** START Data extract **

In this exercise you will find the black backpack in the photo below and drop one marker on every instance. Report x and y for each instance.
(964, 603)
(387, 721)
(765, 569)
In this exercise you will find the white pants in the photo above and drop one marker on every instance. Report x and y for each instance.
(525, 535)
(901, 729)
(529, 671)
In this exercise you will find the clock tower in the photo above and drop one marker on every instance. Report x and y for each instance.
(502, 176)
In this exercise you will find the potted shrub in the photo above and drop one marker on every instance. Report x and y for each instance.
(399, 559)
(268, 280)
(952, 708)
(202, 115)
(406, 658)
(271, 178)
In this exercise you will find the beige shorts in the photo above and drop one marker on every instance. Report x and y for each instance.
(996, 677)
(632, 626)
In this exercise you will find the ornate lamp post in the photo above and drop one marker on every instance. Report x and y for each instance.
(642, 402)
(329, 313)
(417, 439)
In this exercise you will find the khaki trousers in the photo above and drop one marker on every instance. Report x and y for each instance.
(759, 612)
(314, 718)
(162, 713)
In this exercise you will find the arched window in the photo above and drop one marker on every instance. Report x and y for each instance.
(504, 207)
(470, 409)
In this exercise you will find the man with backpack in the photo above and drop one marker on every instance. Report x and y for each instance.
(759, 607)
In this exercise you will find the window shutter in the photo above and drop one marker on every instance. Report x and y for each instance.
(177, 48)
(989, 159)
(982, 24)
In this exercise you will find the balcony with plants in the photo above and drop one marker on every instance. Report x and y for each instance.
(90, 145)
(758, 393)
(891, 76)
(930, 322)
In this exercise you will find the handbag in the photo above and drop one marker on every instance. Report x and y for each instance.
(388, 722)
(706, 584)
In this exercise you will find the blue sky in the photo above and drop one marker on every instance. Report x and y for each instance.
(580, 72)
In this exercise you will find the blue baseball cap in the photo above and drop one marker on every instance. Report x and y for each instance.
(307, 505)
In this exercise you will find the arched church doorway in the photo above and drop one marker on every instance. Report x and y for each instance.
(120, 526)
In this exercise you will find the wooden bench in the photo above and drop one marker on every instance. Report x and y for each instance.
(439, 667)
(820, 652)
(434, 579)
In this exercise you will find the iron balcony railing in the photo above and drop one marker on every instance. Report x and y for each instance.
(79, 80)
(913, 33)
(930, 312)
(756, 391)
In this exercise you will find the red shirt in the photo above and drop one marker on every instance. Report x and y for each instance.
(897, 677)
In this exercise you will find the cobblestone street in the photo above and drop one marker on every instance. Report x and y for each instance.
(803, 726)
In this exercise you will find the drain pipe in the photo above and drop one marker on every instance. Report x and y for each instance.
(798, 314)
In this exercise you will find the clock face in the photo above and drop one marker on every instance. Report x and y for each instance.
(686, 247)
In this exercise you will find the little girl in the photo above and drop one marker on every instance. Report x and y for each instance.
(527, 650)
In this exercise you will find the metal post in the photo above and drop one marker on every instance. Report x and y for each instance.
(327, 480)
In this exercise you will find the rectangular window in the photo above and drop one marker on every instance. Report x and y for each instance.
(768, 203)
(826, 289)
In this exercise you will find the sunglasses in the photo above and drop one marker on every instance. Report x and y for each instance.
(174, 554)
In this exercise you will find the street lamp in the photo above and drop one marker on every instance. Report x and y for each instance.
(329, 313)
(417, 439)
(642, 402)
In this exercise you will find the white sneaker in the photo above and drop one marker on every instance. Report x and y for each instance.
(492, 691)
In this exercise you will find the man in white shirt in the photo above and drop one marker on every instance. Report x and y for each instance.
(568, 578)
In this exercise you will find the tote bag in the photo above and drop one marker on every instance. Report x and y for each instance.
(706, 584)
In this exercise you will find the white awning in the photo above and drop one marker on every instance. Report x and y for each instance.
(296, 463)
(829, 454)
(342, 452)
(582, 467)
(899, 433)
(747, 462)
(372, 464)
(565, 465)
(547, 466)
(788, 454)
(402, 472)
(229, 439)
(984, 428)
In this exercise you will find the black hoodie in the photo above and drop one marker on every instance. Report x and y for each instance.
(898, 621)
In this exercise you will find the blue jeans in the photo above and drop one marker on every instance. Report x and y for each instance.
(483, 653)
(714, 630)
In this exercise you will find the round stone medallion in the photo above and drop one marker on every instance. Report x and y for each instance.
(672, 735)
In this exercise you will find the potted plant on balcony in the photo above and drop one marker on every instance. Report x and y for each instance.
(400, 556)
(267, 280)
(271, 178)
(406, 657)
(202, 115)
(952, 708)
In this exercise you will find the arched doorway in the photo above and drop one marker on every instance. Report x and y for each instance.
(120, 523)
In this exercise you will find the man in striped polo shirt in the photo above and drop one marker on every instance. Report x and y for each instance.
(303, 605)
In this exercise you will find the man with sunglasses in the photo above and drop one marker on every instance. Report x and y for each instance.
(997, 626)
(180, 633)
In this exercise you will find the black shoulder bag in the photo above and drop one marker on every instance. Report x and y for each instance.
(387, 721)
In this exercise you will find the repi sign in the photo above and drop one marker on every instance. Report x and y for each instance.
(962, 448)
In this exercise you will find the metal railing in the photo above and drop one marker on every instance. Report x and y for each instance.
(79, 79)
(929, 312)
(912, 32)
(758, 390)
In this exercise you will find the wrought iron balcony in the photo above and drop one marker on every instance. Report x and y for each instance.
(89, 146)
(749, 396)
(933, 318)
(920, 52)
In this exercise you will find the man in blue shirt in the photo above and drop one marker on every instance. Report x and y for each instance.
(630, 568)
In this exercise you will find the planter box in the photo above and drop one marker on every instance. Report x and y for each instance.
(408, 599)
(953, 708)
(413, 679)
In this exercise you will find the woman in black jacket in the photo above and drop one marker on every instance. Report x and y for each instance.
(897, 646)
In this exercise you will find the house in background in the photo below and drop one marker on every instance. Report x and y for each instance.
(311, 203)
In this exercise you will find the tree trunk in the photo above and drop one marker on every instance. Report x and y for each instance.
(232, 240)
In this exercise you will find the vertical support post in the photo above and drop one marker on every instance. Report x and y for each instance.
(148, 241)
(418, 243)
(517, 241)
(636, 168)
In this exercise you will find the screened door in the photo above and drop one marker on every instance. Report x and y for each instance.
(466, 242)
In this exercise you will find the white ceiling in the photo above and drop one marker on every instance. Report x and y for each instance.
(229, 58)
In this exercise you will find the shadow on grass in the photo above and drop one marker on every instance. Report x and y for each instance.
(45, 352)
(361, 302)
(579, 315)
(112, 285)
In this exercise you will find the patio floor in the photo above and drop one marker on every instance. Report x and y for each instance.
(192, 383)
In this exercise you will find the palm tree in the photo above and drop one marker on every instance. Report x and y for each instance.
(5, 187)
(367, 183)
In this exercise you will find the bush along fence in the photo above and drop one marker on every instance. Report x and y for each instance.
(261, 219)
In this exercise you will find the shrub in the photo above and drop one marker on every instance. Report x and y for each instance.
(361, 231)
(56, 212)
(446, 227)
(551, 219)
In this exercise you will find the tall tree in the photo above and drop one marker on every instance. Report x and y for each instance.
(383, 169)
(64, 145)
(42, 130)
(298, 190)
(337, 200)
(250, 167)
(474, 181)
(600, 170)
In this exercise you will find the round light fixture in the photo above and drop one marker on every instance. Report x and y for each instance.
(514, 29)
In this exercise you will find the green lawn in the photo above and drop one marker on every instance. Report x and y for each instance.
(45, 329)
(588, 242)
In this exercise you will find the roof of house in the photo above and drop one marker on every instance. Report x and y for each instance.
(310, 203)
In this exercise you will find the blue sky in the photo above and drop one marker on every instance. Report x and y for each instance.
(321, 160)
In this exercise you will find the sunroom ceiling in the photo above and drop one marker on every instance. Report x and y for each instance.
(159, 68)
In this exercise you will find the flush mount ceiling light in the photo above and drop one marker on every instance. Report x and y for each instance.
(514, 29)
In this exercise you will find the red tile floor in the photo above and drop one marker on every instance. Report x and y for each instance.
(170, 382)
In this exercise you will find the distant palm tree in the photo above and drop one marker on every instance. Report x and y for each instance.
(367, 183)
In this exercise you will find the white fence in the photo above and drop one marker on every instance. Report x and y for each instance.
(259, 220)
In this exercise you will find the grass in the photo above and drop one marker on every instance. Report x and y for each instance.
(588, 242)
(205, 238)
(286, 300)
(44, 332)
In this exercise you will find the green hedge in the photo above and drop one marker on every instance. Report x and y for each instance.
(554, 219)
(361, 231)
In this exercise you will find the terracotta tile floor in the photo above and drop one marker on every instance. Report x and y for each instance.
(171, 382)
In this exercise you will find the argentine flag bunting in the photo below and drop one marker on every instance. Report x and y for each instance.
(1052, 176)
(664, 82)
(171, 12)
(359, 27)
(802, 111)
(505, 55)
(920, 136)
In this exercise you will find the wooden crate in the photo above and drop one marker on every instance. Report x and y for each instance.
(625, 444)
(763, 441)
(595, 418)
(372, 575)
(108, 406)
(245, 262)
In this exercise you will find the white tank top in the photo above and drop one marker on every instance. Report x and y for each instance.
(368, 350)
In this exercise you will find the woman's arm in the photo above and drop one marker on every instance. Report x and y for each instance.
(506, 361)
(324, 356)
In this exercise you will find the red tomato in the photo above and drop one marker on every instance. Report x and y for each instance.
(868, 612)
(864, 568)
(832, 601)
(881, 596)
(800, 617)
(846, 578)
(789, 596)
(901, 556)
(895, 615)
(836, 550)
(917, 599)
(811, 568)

** END Data extract **

◆ Stated task ◆
Copy, without any change, every line above from the one containing "In this exercise you will find the white tank" down to the last line, including both ends.

◆ Correct output ◆
In this exercise you will find the white tank top in the photo above and drop one marker on every instance. Report x and y for each instance.
(368, 350)
In this exercise you will find the woman's arm in the photo above and drop one marker on every instance. Report x and y for each instance.
(506, 361)
(324, 356)
In this exercise you will find the red tomato in the photo above and drop one marker on every instance. Report x and y for each instance.
(868, 612)
(864, 568)
(832, 601)
(881, 596)
(800, 617)
(846, 578)
(789, 596)
(901, 556)
(895, 615)
(836, 550)
(917, 599)
(811, 568)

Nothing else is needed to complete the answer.